試合の必要のない武道

このブログを通して合気道、カラリパヤットと2つの武道をご紹介してきました。両者共に肉体を鍛え上げて戦闘能力を高めるために武道を行うのではなく、武道の身体操作を通して自由に動く身体を造り上げ、その過程の中で最終的には「天地の気に合する」ために行い、あるいは「プラーナの体得」のために行います。肉体を鍛え武道を修めるのはあくまで準備段階なのです。目的を可能とする型稽古を繰り返し行い、自問自答を繰り返し、第六感も含めた感覚を養う事で、それぞれの武道の目的は達成されていきます。

 

そのため、両者共に「試合がない」というのが特徴なのです。試合を行ったとしても、目的を考えたら百害あって一利なしなのです。

 

試合を行うという事は、常に対手を意識する事になります。目的が常に対手を攻略すると言う目先の目標になります。そして色々な感情が沸き起こります。エゴが増加します。勝っても負けてもエゴはどんどん増えていき、相対的な争いの道に入っていきます。そのような精神状態で、全てを活かしている「天地の気」や「プラーナ」に通じれる訳がありません。だからこそ、試合をしようという発想自体が間違っているのです。ネットの動画で合気道家が他流試合で負けるというものがありますが、そもそも試合を受けた時点で間違っているのだと思います。どちらが強いか、優劣を決めようと言うエゴの世界に合気道家が踏み込んではいけないのだと思います。結果的に汚名をさらしてしまったのは、間違っていた証なのではないでしょうか。

 

『ヴェールを脱いだインド武術』(伊藤武著)に、戦いにおけるカラリパヤットの精神が書かれています。「もし、誰かが汝に攻撃をしかけてきたとする。汝は謙虚に挨拶(合掌)して、対手の敵意を逸らすべし。神が汝を救いたもうであろう。そうであれば汝は、対手を赦すべし。もし、彼が二撃目をくり出してきたとする。汝はカルーリカの技術と汝の心のなかにいるシヴァ神の教えを用いて、うまくそれを躱すべし。もし、それでも敵が三撃目をくり出してきたとする。賢き者よ、その動作を注視し、馬鹿者が汝の膝の上にたおれるようにすべし(反撃すべし)。そして、その後、蘇生法をほどこすべし。」

> **課題一覧**:
1. 本文によると、合気道とカラリパヤットに共通する特徴は何ですか。
2. 本文を、「このブログを通して合気道、カ」という語句を含む箇所から書き始め、「百害あって一利なしなのです。」という語句の後で止めて、一字一句違えずに書き写してください。
次に続く行は、この作業には一切使いません。

> **提供資料**:
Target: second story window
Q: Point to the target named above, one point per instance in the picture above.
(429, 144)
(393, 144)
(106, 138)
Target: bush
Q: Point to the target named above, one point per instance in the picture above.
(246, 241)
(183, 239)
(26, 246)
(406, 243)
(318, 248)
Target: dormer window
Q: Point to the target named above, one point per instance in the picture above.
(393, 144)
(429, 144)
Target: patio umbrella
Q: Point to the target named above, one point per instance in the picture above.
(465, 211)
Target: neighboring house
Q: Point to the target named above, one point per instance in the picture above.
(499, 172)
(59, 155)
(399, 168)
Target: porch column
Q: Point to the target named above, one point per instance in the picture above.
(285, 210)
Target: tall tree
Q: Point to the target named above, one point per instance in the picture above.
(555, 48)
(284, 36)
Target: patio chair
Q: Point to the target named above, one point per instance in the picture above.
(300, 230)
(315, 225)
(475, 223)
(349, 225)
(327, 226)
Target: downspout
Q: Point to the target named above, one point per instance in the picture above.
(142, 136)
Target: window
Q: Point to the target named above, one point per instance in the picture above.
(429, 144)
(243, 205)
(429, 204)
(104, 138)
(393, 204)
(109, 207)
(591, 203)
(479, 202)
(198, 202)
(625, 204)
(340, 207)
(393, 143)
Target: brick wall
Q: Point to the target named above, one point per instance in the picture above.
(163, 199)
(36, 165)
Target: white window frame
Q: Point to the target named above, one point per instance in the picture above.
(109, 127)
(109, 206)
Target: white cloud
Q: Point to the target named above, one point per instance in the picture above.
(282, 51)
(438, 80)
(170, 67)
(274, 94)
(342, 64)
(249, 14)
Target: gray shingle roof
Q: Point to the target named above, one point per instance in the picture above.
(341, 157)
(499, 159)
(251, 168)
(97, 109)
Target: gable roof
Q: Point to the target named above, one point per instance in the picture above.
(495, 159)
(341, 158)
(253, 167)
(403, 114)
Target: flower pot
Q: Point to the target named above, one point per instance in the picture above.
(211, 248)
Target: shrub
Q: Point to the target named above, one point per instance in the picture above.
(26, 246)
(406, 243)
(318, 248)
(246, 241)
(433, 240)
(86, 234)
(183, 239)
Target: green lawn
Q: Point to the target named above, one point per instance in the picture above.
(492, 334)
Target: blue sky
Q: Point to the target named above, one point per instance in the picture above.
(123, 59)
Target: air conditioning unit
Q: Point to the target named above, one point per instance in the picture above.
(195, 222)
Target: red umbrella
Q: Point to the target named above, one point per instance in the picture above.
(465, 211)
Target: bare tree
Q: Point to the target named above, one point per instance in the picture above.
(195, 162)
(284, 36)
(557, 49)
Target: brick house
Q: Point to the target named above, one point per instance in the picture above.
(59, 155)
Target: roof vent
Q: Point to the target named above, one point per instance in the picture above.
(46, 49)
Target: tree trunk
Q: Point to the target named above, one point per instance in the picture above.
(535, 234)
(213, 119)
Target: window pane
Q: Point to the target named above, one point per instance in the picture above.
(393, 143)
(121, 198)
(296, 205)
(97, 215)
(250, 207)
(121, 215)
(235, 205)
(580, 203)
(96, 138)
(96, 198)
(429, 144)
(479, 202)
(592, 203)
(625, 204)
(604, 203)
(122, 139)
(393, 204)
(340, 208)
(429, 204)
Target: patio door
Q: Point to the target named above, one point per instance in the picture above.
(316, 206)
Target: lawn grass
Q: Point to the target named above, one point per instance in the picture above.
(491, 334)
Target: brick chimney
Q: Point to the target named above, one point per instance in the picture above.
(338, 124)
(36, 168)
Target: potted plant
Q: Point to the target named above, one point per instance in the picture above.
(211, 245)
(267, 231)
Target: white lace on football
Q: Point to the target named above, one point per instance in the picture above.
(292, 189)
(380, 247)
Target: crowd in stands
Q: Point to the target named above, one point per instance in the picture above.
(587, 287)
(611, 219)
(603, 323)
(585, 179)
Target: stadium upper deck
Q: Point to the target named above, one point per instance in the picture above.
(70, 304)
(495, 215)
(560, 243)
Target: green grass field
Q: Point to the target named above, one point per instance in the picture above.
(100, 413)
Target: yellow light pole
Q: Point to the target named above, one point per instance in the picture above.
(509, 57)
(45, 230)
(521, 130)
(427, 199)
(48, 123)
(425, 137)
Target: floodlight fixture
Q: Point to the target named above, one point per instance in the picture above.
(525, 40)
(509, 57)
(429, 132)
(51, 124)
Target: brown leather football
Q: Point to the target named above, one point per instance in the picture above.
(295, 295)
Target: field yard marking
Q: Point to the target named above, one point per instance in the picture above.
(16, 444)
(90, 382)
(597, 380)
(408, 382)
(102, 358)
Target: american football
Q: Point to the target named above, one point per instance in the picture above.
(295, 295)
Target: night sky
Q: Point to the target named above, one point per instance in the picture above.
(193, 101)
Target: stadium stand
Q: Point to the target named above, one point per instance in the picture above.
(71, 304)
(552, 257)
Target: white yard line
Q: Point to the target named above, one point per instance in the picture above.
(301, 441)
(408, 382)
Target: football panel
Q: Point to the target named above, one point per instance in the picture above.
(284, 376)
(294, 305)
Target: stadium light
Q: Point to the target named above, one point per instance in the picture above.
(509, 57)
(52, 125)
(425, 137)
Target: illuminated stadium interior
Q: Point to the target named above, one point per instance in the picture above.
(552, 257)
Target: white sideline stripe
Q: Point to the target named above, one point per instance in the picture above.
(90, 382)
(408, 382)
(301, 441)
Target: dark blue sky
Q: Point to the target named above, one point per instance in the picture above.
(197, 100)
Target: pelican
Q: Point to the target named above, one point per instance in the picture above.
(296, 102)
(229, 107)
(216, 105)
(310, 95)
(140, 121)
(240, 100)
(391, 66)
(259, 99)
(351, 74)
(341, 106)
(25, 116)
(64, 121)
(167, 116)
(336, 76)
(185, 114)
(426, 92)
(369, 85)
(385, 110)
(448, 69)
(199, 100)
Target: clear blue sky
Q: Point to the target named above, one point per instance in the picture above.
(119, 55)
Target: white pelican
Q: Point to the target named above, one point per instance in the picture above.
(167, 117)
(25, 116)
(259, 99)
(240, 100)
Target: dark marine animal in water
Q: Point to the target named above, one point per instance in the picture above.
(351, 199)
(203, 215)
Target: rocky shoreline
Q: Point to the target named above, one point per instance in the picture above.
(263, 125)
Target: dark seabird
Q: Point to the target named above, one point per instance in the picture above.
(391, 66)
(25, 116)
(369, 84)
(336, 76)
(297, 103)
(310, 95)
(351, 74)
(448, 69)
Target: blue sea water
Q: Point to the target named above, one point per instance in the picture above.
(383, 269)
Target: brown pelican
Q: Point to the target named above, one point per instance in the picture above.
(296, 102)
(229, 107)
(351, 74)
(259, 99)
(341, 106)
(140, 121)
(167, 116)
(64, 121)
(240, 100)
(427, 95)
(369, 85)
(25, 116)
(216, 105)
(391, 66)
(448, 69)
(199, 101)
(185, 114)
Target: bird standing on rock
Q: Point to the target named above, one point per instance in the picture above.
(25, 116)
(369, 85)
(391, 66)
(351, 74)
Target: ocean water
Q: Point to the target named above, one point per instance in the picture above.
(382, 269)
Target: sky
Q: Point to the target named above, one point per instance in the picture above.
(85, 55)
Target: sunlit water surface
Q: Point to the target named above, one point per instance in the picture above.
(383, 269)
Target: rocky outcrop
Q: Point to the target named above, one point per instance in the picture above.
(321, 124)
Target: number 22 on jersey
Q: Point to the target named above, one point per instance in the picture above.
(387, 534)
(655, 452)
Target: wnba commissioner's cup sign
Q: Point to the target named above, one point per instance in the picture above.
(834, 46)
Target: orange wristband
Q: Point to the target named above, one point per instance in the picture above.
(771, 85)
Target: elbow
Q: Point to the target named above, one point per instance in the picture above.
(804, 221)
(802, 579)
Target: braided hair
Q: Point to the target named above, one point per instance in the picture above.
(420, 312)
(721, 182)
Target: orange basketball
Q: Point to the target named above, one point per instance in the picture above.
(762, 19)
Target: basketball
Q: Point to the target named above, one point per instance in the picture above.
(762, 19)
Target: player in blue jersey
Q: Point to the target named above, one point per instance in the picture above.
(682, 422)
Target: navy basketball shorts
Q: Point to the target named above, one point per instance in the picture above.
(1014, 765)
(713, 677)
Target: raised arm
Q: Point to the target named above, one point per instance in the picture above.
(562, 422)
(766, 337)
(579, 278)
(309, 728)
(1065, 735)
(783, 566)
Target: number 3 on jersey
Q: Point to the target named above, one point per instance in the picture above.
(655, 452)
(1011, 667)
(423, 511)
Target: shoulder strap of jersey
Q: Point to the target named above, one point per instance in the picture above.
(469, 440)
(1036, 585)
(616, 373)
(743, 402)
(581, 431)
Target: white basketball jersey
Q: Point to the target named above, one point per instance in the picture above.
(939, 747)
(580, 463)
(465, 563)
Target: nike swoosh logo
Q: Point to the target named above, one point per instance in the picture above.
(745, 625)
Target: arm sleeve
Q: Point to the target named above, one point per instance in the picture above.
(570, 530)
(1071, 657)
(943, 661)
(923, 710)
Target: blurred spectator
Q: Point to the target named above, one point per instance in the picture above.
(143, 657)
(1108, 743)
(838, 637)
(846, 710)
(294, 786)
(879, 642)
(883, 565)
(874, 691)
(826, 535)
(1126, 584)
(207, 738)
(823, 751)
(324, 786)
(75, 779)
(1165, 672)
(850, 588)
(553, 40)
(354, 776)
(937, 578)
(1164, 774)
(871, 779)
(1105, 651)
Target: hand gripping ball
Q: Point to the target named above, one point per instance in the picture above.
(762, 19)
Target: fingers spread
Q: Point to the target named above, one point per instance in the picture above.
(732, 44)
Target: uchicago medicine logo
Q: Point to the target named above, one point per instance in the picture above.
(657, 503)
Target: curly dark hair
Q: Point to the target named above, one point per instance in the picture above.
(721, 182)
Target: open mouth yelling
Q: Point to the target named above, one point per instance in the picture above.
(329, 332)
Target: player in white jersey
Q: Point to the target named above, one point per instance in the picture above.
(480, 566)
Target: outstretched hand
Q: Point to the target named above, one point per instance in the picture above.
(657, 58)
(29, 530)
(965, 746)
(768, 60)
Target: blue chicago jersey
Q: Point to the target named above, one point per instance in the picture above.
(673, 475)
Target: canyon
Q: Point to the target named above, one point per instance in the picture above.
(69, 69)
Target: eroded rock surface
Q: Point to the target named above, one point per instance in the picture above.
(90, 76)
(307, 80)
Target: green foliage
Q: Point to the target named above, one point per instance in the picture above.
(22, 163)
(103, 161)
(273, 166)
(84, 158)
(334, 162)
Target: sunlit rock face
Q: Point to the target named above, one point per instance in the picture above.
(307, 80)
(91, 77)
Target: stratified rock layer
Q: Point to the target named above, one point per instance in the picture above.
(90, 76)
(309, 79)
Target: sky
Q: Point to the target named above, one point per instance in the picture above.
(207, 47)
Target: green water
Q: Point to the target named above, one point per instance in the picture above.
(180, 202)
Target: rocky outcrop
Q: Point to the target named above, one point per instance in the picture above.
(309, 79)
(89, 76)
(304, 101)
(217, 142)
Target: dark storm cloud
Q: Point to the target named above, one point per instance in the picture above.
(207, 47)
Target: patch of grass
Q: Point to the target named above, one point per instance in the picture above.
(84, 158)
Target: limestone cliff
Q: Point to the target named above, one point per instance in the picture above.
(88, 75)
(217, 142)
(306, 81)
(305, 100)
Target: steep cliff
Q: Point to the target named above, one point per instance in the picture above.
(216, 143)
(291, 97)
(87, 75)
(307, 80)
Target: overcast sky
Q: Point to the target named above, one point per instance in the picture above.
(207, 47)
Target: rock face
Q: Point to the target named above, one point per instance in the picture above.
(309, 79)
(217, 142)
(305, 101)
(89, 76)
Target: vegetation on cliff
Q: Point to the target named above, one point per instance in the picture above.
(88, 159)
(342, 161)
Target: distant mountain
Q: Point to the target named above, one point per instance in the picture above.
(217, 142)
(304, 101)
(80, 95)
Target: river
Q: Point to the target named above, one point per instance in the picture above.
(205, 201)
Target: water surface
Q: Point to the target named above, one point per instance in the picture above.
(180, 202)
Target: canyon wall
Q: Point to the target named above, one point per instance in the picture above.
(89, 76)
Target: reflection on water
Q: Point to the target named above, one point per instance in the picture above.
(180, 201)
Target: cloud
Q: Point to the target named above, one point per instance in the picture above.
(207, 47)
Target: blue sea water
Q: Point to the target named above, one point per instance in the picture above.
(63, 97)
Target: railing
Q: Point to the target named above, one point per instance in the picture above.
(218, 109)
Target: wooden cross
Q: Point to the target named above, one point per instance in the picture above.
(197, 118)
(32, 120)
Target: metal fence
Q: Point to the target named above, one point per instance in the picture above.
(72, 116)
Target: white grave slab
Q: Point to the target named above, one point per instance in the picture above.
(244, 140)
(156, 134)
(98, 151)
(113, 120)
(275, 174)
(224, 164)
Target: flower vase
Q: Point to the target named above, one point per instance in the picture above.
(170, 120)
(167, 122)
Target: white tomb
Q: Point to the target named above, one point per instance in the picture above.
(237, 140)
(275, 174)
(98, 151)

> **課題の解答**:
1. 両者共に試合がないことです。

2.
このブログを通して合気道、カラリパヤットと2つの武道をご紹介してきました。両者共に肉体を鍛え上げて戦闘能力を高めるために武道を行うのではなく、武道の身体操作を通して自由に動く身体を造り上げ、その過程の中で最終的には「天地の気に合する」ために行い、あるいは「プラーナの体得」のために行います。肉体を鍛え武道を修めるのはあくまで準備段階なのです。目的を可能とする型稽古を繰り返し行い、自問自答を繰り返し、第六感も含めた感覚を養う事で、それぞれの武道の目的は達成されていきます。

 

そのため、両者共に「試合がない」というのが特徴なのです。試合を行ったとしても、目的を考えたら百害あって一利なしなのです。